▸ **Opdracht 1**
Vat het fragment samen in twee zinnen.
▸ **Opdracht 2**
Schrijf uit het fragment letterlijk over vanaf "VLABEL aanvaardt dat" tot en met "vervoer van betrokkene.".
▸ **Opdracht 3**
Geef voor elke uitspraak aan of ze overeenkomt met het fragment, met ja of nee en de doorslaggevende woorden letterlijk geciteerd. (a) De vrijstelling kan per begunstigde voor twee voertuigen tegelijk worden toegestaan. (b) De vrijstelling blijft behouden wanneer een ander gezinslid het voertuig bestuurt, ook als de persoon met een handicap niet meerijdt. (c) Een bewindvoerder die geen deel uitmaakt van het gezin mag het voertuig voor alle verplaatsingen vrij gebruiken.

▸ **Fragment**

# # # #

Gedaan met laden. U bevindt zich op: SP 19072 - Vrijstelling verkeersbelasting personen met een handicap Vlaamse Belastingdienst

SP 19072 - Vrijstelling verkeersbelasting personen met een handicap

Administratief standpunt
Nummer
19072
Datum beslissing
19 maart 2020
Publicatiedatum
31 maart 2020

Heffing

  • Jaarlijkse verkeersbelasting

Wettelijke basis

  • art. 2.2.6.0.1. VCF

Standpunt

Het begrip “gebruik als persoonlijk vervoermiddel” houdt in dat het voertuig op naam van de persoon met een handicap of zijn wettelijk vertegenwoordiger (in geval van minderjarige kinderen of meerderjarige personen die door de vrederechter onbekwaam worden geacht handelingen te stellen met betrekking tot de goederen en tevens worden geacht vertegenwoordigd te moeten worden bij het verrichten van deze handelingen) moet zijn ingeschreven1 en dat de vrijstelling slechts kan worden toegestaan voor één enkel voertuig tegelijk per begunstigde.

VLABEL aanvaardt dat de vrijstelling van verkeersbelasting voor personen met een handicap behouden blijft ongeacht de aard van de verplaatsingen en ongeacht of de persoon met een handicap zich in het voertuig bevindt voor zover dit voertuig bestuurd wordt door de echtgeno(o)t€ of een andere persoon die deel uitmaakt van het gezin van de persoon met een handicap

Indien het voertuig van de gehandicapte persoon is ingeschreven op naam van een bewindvoerder die geen deel uitmaakt van het gezin van de gehandicapte persoon, mag de bewindvoerder met het voertuig enkel verplaatsingen uitvoeren als de persoon met een handicap zich in het voertuig bevindt of voor zover er een onmiddellijk verband is tussen uitzonderlijke trajecten zonder de persoon met een handicap en de noodwendigheden van het persoonlijk vervoer van betrokkene.

# # # #

▸ **Getoonde gegevens**
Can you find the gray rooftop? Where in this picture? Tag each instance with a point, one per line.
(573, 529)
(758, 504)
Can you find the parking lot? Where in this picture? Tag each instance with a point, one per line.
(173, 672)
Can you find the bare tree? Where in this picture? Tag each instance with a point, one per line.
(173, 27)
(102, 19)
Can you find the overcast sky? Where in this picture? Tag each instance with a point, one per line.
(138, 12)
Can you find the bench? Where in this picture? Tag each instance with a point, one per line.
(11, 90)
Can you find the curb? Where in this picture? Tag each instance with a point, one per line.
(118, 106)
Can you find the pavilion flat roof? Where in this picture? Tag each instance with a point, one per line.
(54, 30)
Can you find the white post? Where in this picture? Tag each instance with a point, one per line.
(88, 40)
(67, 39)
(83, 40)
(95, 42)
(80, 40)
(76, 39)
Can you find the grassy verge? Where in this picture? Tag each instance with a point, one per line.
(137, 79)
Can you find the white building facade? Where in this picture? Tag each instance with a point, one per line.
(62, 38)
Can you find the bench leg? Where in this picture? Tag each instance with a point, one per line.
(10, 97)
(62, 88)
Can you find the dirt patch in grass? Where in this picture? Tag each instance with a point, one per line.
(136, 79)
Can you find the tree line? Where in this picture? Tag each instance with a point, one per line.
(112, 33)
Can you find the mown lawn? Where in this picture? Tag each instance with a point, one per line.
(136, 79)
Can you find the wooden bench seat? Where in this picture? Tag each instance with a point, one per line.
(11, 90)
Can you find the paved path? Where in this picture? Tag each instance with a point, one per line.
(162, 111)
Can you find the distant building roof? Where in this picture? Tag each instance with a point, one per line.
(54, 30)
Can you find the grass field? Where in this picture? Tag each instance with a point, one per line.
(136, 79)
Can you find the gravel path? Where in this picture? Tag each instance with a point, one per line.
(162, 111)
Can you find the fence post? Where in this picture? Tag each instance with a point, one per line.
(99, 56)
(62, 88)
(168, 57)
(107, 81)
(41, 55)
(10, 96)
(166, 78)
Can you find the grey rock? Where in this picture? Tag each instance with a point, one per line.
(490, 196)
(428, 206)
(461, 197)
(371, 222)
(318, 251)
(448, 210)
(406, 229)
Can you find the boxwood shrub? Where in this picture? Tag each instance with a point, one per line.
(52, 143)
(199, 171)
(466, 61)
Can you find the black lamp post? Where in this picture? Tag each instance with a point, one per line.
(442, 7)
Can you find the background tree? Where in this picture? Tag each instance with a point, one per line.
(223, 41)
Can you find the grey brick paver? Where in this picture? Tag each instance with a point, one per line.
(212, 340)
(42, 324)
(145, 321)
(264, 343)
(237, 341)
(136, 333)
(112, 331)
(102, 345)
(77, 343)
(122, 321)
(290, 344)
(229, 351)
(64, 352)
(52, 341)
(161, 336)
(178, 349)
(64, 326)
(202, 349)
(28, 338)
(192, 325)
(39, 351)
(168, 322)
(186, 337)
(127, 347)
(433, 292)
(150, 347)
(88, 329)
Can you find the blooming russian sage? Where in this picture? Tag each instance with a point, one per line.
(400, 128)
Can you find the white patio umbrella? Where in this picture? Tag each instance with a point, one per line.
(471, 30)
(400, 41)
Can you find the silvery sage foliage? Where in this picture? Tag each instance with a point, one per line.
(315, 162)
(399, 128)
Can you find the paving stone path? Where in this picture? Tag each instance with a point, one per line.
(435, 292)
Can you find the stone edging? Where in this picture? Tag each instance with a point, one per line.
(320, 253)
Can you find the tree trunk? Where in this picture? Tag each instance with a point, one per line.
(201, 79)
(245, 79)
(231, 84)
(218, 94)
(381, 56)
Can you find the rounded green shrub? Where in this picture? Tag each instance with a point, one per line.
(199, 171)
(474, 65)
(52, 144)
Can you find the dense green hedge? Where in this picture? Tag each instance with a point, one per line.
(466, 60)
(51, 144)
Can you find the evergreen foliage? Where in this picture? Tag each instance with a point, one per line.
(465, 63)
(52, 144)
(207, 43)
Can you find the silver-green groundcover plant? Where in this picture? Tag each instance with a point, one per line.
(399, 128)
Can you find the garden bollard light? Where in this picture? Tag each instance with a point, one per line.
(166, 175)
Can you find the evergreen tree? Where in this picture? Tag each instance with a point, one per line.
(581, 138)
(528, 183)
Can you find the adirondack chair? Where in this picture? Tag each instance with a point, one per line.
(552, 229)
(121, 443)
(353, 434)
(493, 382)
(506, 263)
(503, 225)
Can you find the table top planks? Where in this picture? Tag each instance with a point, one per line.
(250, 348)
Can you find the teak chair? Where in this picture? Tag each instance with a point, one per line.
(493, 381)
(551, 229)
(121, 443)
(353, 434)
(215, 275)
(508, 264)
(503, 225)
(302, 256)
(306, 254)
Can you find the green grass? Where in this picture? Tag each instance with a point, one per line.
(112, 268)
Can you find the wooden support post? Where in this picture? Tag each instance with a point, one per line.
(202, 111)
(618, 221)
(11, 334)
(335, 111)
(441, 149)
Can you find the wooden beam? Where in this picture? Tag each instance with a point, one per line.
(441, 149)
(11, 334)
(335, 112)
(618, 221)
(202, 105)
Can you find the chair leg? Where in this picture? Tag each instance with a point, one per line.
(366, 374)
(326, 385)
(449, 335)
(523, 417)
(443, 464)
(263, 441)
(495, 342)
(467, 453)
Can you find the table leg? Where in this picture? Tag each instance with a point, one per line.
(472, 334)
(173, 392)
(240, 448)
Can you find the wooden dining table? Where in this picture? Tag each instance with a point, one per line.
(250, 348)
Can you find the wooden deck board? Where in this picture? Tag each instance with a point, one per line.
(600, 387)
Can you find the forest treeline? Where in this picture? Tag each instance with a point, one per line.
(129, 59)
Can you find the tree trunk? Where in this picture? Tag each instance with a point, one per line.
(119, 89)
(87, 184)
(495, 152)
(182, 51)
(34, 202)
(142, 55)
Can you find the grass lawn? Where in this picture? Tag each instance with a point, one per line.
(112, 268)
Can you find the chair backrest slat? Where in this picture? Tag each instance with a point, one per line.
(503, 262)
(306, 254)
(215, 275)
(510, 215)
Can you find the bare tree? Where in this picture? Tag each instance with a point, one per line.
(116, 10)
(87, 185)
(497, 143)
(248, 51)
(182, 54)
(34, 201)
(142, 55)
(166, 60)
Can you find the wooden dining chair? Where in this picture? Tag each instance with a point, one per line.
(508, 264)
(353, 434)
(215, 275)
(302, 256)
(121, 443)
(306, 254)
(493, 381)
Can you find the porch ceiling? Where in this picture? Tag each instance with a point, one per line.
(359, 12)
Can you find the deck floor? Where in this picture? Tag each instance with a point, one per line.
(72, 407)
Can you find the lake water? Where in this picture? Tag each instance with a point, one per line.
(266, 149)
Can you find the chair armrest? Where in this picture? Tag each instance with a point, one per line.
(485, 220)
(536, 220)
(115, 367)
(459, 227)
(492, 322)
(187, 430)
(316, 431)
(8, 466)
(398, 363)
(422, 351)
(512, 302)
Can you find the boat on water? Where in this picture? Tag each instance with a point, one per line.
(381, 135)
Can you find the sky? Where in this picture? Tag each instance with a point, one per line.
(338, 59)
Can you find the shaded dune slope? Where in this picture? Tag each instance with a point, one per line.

# # # #

▸ **Resultaat 1**
"Gebruik als persoonlijk vervoermiddel" houdt in dat het voertuig moet zijn ingeschreven op naam van de persoon met een handicap of van de wettelijk vertegenwoordiger, en dat de vrijstelling per begunstigde slechts voor één voertuig tegelijk wordt toegestaan. VLABEL laat de vrijstelling behouden ongeacht de aard van de verplaatsingen wanneer een gezinslid het voertuig bestuurt, maar een bewindvoerder buiten het gezin mag er enkel mee rijden als de persoon met een handicap meerijdt of als er een onmiddellijk verband is met de noodwendigheden van diens persoonlijk vervoer.

▸ **Resultaat 2**
VLABEL aanvaardt dat de vrijstelling van verkeersbelasting voor personen met een handicap behouden blijft ongeacht de aard van de verplaatsingen en ongeacht of de persoon met een handicap zich in het voertuig bevindt voor zover dit voertuig bestuurd wordt door de echtgeno(o)t€ of een andere persoon die deel uitmaakt van het gezin van de persoon met een handicap

Indien het voertuig van de gehandicapte persoon is ingeschreven op naam van een bewindvoerder die geen deel uitmaakt van het gezin van de gehandicapte persoon, mag de bewindvoerder met het voertuig enkel verplaatsingen uitvoeren als de persoon met een handicap zich in het voertuig bevindt of voor zover er een onmiddellijk verband is tussen uitzonderlijke trajecten zonder de persoon met een handicap en de noodwendigheden van het persoonlijk vervoer van betrokkene.

▸ **Resultaat 3**
(a) Nee: "de vrijstelling slechts kan worden toegestaan voor één enkel voertuig tegelijk per begunstigde".
(b) Ja: "ongeacht of de persoon met een handicap zich in het voertuig bevindt" en "een andere persoon die deel uitmaakt van het gezin van de persoon met een handicap".
(c) Nee: "mag de bewindvoerder met het voertuig enkel verplaatsingen uitvoeren als de persoon met een handicap zich in het voertuig bevindt".